# [TASK GOAL]
Retype all of the records precisely.

---------- SOURCE RECORDS

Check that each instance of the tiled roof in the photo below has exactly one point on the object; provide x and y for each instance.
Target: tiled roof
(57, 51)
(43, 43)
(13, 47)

--------------------

# [SOLUTION]
Check that each instance of the tiled roof in the photo below has exactly one point on the object; provide x and y for each instance.
Target: tiled roof
(57, 51)
(43, 43)
(13, 47)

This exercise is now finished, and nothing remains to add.